**WHAT YOU NEED TO DO**
Find each line in the material below that contains the word "door", matching case exactly, and copy those lines.

**DATA FOR PROCESSING**
____________
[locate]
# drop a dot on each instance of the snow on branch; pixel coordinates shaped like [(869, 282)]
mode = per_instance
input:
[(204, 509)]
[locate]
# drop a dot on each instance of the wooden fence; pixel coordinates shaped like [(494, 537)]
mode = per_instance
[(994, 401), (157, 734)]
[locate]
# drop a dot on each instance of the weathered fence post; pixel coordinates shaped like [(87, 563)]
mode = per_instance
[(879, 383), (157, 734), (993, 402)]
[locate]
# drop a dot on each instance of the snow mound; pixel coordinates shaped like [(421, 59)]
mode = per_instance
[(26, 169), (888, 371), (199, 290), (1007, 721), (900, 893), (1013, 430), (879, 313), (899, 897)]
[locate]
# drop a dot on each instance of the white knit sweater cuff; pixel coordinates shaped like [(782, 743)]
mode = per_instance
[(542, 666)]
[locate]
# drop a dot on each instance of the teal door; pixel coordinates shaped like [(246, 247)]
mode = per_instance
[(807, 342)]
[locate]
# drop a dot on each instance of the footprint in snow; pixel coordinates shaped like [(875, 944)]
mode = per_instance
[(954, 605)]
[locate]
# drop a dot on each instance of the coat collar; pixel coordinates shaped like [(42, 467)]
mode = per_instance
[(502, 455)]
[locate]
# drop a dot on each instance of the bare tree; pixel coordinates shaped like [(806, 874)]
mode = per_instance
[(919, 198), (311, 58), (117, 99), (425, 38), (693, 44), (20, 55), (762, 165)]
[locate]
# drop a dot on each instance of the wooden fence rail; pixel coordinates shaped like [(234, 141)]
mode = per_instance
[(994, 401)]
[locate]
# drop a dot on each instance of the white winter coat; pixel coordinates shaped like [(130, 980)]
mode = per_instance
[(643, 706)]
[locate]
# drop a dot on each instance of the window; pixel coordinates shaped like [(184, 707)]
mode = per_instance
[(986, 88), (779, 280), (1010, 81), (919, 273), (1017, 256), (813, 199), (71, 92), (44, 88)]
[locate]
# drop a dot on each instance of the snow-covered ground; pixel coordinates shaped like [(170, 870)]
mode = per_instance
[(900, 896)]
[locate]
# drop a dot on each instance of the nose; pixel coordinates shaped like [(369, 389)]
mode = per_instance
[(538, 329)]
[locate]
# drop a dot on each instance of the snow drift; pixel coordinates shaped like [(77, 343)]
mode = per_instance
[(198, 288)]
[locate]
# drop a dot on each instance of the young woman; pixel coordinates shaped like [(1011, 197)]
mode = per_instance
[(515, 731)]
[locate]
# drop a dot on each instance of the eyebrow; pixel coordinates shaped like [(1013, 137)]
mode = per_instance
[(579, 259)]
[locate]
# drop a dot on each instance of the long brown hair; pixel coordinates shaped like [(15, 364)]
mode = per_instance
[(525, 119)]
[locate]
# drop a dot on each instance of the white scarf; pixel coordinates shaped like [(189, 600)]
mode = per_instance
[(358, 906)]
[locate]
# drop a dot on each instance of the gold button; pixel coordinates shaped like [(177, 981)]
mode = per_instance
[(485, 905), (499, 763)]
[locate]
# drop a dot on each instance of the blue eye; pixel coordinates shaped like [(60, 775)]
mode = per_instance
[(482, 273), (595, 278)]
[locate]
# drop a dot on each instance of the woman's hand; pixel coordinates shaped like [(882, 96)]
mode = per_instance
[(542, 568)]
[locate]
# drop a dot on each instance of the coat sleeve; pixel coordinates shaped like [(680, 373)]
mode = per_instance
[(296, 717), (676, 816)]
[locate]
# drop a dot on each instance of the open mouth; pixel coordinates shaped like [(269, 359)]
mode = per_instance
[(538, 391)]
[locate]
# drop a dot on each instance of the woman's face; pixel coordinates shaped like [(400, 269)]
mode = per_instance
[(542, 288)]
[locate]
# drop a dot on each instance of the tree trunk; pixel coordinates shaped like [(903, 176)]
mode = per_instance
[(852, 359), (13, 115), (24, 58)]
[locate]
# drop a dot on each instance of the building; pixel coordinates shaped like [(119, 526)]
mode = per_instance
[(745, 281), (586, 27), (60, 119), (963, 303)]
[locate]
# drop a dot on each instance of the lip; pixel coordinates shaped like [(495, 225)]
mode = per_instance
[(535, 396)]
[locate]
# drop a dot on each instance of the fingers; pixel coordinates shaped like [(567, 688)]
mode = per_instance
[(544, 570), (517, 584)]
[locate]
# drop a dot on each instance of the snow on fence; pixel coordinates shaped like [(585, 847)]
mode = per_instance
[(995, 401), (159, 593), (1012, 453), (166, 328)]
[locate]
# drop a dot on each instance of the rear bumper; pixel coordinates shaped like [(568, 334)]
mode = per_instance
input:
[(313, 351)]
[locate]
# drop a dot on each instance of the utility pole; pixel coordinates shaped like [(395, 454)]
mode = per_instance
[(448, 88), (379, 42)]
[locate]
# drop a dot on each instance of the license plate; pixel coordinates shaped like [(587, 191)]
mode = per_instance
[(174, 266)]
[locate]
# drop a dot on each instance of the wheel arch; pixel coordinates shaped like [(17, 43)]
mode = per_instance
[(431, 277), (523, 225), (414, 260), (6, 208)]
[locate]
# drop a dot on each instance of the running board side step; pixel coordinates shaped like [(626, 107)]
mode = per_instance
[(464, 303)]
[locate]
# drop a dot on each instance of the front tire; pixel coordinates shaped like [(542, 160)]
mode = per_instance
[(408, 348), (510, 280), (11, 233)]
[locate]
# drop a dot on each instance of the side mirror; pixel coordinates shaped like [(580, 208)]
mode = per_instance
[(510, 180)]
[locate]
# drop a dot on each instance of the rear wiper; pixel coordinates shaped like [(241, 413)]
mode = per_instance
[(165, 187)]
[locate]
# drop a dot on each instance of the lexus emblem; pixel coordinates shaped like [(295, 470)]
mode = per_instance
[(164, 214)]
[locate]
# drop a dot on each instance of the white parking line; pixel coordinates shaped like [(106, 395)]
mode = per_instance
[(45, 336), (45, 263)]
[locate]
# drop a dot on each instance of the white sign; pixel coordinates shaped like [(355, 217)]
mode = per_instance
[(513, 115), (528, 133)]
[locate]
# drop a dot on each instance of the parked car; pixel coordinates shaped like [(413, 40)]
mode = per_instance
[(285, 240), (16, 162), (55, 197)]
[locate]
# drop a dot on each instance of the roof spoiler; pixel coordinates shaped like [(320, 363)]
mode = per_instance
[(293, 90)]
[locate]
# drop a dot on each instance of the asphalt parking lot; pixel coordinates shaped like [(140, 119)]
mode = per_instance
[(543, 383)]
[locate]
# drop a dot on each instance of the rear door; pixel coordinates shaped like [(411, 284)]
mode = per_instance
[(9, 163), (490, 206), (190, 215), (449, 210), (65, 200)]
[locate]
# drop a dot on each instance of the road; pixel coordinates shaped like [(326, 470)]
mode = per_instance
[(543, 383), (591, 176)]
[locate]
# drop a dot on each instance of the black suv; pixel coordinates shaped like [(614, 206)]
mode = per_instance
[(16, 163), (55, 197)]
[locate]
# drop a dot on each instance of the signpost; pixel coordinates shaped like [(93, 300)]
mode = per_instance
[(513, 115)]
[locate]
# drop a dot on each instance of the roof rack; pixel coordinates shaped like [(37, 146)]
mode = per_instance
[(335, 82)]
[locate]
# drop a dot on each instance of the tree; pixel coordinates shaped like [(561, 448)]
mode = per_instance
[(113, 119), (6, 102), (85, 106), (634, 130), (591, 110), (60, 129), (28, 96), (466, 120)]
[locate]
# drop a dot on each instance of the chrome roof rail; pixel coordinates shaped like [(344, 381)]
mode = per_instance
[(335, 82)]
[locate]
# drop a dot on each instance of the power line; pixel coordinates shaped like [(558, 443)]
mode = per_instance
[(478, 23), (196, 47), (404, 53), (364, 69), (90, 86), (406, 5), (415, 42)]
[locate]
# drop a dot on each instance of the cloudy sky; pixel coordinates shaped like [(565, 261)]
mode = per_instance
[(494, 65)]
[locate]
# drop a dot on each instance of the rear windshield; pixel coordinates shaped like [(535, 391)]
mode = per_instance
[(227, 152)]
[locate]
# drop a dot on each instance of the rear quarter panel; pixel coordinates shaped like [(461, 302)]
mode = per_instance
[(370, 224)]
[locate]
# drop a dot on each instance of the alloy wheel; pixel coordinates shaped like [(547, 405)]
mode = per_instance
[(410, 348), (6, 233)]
____________
**SOLUTION**
# drop a dot on each instance of the teal door; pixel coordinates shaped like [(246, 247)]
# drop a dot on each instance of the rear door; pixel coordinates shaped like [(411, 284)]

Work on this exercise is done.